◆ WHAT IS BEING ASKED
Retype, word for word, each line between the lines holding "Could you please indicate the arched" and "Could you please indicate the building", inclusive, and leave the rest of the data alone.

Items from a data source:
= = = = = = =

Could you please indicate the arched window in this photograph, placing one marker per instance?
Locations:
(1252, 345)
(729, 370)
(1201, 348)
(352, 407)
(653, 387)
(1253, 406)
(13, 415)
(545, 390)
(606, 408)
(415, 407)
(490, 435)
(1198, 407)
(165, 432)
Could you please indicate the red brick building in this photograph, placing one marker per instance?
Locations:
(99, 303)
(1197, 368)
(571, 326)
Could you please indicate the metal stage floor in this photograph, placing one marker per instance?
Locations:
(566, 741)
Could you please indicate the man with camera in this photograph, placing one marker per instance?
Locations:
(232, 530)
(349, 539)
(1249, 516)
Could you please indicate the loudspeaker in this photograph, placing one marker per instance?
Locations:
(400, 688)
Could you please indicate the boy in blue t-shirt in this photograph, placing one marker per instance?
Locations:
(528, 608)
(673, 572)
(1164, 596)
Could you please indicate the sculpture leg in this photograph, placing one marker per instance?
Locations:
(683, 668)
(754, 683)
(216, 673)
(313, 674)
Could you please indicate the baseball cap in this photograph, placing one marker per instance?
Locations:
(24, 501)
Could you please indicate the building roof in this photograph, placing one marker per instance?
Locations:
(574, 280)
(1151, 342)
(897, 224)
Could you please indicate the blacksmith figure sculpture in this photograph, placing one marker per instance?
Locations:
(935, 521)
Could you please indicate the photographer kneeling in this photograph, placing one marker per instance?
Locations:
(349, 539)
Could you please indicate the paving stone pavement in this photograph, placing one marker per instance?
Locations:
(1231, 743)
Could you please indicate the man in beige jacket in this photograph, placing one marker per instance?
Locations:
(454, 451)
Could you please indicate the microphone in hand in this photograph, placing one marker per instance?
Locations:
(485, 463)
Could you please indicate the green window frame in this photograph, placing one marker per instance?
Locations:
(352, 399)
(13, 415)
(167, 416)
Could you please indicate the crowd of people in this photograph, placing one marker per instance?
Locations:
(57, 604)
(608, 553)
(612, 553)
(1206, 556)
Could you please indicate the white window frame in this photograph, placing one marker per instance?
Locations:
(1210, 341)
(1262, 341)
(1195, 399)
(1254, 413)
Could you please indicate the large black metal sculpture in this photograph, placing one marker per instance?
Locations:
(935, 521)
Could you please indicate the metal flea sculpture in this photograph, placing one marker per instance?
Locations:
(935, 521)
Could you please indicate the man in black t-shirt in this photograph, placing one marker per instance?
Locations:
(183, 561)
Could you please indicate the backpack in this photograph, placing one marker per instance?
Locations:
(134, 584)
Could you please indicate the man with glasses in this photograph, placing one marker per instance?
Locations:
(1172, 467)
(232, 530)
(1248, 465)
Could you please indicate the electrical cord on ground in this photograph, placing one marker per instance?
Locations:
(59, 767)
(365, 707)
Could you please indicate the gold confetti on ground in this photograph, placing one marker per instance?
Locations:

= = = = = = =

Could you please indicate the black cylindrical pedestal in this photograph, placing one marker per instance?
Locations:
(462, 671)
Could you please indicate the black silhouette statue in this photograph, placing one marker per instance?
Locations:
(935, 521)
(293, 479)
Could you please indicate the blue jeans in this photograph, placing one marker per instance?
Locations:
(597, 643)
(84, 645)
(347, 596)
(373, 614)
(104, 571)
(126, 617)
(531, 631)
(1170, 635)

= = = = = = =

◆ ANSWER SPACE
Could you please indicate the arched window in this photograph, placing one marker per instance?
Locations:
(1252, 345)
(729, 370)
(1201, 348)
(352, 407)
(653, 387)
(1253, 406)
(13, 415)
(545, 390)
(606, 408)
(415, 407)
(490, 435)
(1198, 407)
(165, 432)
Could you please indicate the red brick building in this photograph, placing one marker per instance?
Locations:
(99, 303)
(1197, 368)
(571, 326)
Could you please indicate the metal stage floor in this photograph, placing one marker per instance?
Locations:
(566, 741)
Could you please indicate the man with camera in this photograph, placing one marker per instance?
Locations:
(232, 530)
(349, 539)
(1249, 516)
Could you please indicate the loudspeaker in this photograph, placing one marker per instance?
Locations:
(400, 688)
Could you please indicate the boy in blue t-shirt in this photograph, placing one marker per instance?
Locations:
(528, 608)
(673, 572)
(1164, 596)
Could you please indicate the sculpture leg in this photograph, placing one marker per instance?
Locations:
(683, 668)
(754, 683)
(216, 673)
(313, 674)
Could you please indicate the baseball cap in this photograph, placing one marker per instance?
Locations:
(24, 501)
Could you please indicate the building roof in this photograph, placing one marker per instance?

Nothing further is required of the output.